──────── Passage provided

With such a hot finishing mill system, there is a demand for transporting the rolled material S at a high speed in order to raise the work efficiency. When the rolled material S is transported at a high speed, however, its front end collides with the outer peripheral surfaces of the work rollers 201, 202, 203, 204, 205, 206 and 207 when engaged into the finishing mills 101, 102, 103, 104, 105, 106 and 107. As a result, the work rolls 201, 202, 203, 204, 205, 206 and 207 can be deformed or damaged. With the hot finishing mill system, therefore, the rolled material S has to be transported at a low speed, with the result that the rolled material S takes a relatively long time until its engagement into the work rolls 201, 202, 203, 204, 205, 206 and 207, thus promoting the formation of scale. Under this scenario, the thickness of the scale on the rolled material S after rolling exceeds a limit of 5 µm. During finish rolling, this scale is imprinted into the surface of the rolled material S, causing defects. This markedly deteriorates the quality of the rolled material S.

SUMMARY OF THE INVENTION:

The present invention, therefor, aims to solve this problem. Its primary object is to provide a method and a system for suppressing the formation of scale in a hot finishing mill system while improving the quality of the finished product, by inhibiting the formation of scale on a rolled material reliably.

────────────────

Job 1
Write out the hot finishing mill passage between "SUMMARY OF THE" and "rolled material reliably.", inclusive.
Job 2
According to the hot finishing mill passage, what limit does the thickness of the scale on the rolled material exceed after rolling?
Job 3
Condense the paragraph of the hot finishing mill passage that begins "With such a hot finishing mill system, there is a demand" into a short bulleted list that keeps its main facts.

──────── Data shown

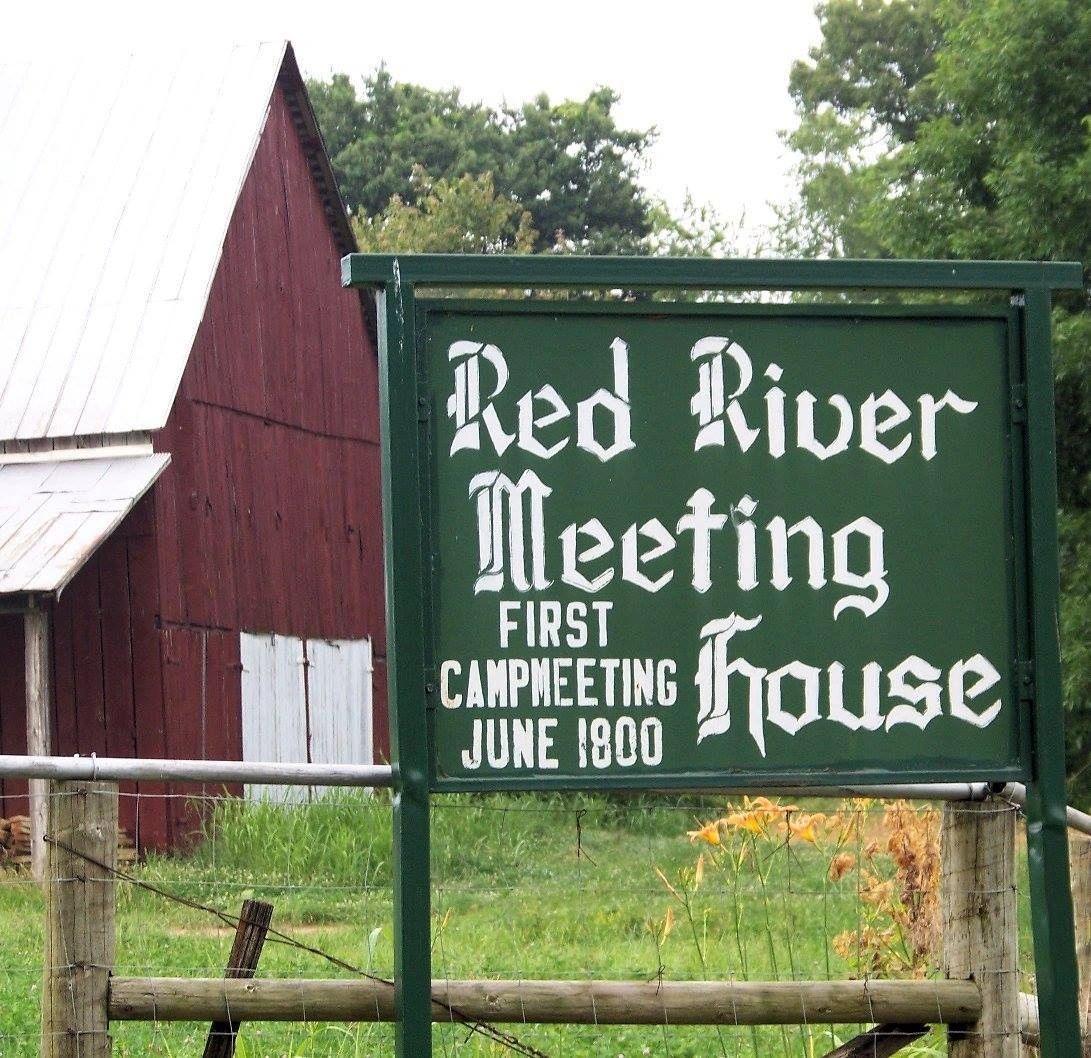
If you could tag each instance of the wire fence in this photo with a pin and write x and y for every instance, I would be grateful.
(524, 888)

────────────────

Finished answer 1
SUMMARY OF THE INVENTION:

The present invention, therefor, aims to solve this problem. Its primary object is to provide a method and a system for suppressing the formation of scale in a hot finishing mill system while improving the quality of the finished product, by inhibiting the formation of scale on a rolled material reliably.

Finished answer 2
It exceeds a limit of 5 µm.

Finished answer 3
- High-speed transport of the rolled material S is wanted to raise work efficiency.
- At high speed, the material's front end collides with the work rolls on entering the finishing mills, which can deform or damage the rolls.
- The material must therefore move at low speed, so it takes longer to engage the rolls, which promotes scale formation.
- The scale then exceeds a thickness limit of 5 µm after rolling.
- During finish rolling, the scale is imprinted into the material's surface, causing defects and markedly lowering its quality.